Requirement
Would you write out the entries below, every one of them, exactly?

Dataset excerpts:
== Segment start ==

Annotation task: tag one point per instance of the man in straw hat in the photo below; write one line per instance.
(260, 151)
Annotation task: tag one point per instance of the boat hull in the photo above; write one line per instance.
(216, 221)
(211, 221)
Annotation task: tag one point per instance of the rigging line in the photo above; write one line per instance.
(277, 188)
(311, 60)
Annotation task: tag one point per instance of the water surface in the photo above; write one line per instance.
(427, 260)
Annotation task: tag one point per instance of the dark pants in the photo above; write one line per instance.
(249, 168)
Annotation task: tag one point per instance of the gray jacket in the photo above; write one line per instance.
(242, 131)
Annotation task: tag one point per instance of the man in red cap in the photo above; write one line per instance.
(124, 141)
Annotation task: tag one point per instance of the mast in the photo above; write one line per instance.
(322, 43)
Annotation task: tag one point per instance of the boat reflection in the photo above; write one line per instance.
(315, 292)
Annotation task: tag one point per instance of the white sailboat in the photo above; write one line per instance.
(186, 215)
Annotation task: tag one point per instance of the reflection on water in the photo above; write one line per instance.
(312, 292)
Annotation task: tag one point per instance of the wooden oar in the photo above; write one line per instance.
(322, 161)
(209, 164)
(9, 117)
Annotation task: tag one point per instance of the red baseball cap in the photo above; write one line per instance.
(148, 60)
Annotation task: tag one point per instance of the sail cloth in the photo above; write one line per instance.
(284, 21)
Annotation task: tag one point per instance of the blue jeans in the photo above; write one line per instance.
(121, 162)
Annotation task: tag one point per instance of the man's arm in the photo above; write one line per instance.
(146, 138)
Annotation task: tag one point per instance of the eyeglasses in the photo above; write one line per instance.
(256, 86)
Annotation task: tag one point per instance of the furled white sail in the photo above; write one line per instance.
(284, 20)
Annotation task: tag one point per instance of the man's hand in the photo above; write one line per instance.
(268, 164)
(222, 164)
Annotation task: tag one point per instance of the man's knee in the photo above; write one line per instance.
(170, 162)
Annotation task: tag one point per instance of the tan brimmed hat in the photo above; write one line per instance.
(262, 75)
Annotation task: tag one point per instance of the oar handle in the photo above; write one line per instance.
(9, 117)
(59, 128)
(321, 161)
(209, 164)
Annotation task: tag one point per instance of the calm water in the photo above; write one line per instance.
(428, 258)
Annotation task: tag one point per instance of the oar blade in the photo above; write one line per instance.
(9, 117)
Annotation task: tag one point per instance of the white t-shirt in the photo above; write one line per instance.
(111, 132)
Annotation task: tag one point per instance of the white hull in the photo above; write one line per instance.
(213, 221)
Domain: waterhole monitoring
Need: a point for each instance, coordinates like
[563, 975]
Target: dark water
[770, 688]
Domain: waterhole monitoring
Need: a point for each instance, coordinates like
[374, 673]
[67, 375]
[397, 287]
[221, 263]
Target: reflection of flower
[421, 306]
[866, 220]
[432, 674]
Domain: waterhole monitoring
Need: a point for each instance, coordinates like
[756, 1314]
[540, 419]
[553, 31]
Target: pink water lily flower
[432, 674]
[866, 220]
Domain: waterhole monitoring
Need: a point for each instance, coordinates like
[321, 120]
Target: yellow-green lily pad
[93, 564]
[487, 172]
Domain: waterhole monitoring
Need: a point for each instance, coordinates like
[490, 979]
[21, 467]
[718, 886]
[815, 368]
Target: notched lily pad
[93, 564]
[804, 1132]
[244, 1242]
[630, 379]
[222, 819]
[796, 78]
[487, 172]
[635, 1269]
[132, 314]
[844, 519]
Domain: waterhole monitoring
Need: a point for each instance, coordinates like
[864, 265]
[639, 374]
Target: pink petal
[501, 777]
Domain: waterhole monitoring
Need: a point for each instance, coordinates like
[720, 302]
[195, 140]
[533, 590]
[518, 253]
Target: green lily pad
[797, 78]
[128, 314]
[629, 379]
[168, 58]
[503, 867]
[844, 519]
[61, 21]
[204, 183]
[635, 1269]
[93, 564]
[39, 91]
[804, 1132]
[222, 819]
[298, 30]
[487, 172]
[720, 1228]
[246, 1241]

== Segment end ==

Written response
Annotation task: tag one point per instance of the man in straw hat in the photo below; write one line per instance.
(260, 151)
Annotation task: tag one point per instance of the boat hull in the photo above; write one line per instance.
(216, 221)
(211, 221)
Annotation task: tag one point per instance of the rigging line in the photo above; write one line per instance.
(277, 188)
(311, 60)
Annotation task: tag one point per instance of the water surface in the photo above; write one line per instance.
(427, 260)
Annotation task: tag one point per instance of the dark pants in the photo above; write one line per instance.
(249, 168)
Annotation task: tag one point per instance of the gray jacket in the photo above; write one line per instance.
(242, 131)
Annotation task: tag one point per instance of the man in red cap in the photo above; write one line per instance.
(124, 141)
Annotation task: tag one point per instance of the mast in the photo above; write one line per instance.
(322, 43)
Annotation task: tag one point per instance of the boat reflection in the photo above; write one line per instance.
(315, 292)
Annotation task: tag one point per instance of the white sailboat in the photo above; write one line per instance.
(186, 215)
Annotation task: tag one point per instance of the reflection on water in the photo above; write one line per instance.
(312, 292)
Annotation task: tag one point per instance of the wooden oar in the photo above; write one line per instance.
(322, 161)
(209, 164)
(9, 117)
Annotation task: tag one point per instance of the red baseball cap in the photo above; write one line per instance.
(148, 60)
Annotation task: tag one point per instance of the sail cloth in the photo above; write one line per instance.
(284, 21)
Annotation task: tag one point per instance of the blue jeans in the photo above; write one line per instance.
(121, 162)
Annotation task: tag one point per instance of the man's arm in the photo above; write one line per instance.
(146, 138)
Annotation task: tag one point per instance of the eyeglasses in the photo above; write one line per instance.
(256, 86)
Annotation task: tag one point per instance of the furled white sail in the photo above; write one line per instance.
(284, 20)
Annotation task: tag one point per instance of the man's hand in the photo above; write one line per instance.
(268, 164)
(222, 164)
Annotation task: tag one point per instance of the man's knee in the photo above; write one line per instance.
(170, 162)
Annotation task: tag one point per instance of the tan brimmed hat in the photo above; write one line per instance.
(262, 75)
Annotation task: tag one point per instance of the oar handle in the photo above; write one line per instance.
(9, 117)
(59, 128)
(321, 161)
(209, 164)
Annotation task: tag one point per instance of the calm water in the photo above; write one line per instance.
(428, 258)
Annotation task: tag one point per instance of the oar blade in the photo above; write one line per instance.
(9, 117)
Annotation task: tag one point per instance of the white t-shirt in the photo above; write one line per instance.
(111, 132)
Annotation task: tag one point per instance of the white hull in the photo above; write one line per instance.
(213, 221)
Domain: waterhole monitoring
Need: a point for each instance, coordinates like
[563, 975]
Target: dark water
[770, 688]
Domain: waterhole monitoring
Need: a point for each instance, coordinates like
[374, 673]
[67, 375]
[397, 287]
[221, 263]
Target: reflection of flower
[421, 306]
[866, 220]
[432, 674]
Domain: waterhole monitoring
Need: a point for each instance, coordinates like
[756, 1314]
[540, 419]
[553, 31]
Target: pink water lily flower
[432, 674]
[866, 220]
Domain: waterhole monitoring
Need: a point for each instance, coordinates like
[321, 120]
Target: yellow-green lily pad
[93, 564]
[487, 172]
Domain: waterhole monitoring
Need: a point for each instance, coordinates like
[490, 979]
[21, 467]
[718, 886]
[815, 368]
Target: notched lily pad
[93, 564]
[804, 1132]
[244, 1242]
[630, 379]
[222, 819]
[796, 78]
[487, 172]
[635, 1269]
[132, 314]
[844, 519]
Domain: waterhole monitoring
Need: a point for each instance, coordinates like
[864, 265]
[639, 374]
Target: pink petal
[501, 777]
Domain: waterhole monitoring
Need: a point for each instance, coordinates like
[720, 302]
[195, 140]
[533, 590]
[518, 253]
Target: green lily pad
[797, 78]
[128, 314]
[629, 379]
[168, 58]
[503, 867]
[844, 519]
[61, 21]
[204, 183]
[635, 1269]
[93, 564]
[39, 91]
[804, 1132]
[222, 819]
[298, 30]
[487, 172]
[720, 1228]
[246, 1241]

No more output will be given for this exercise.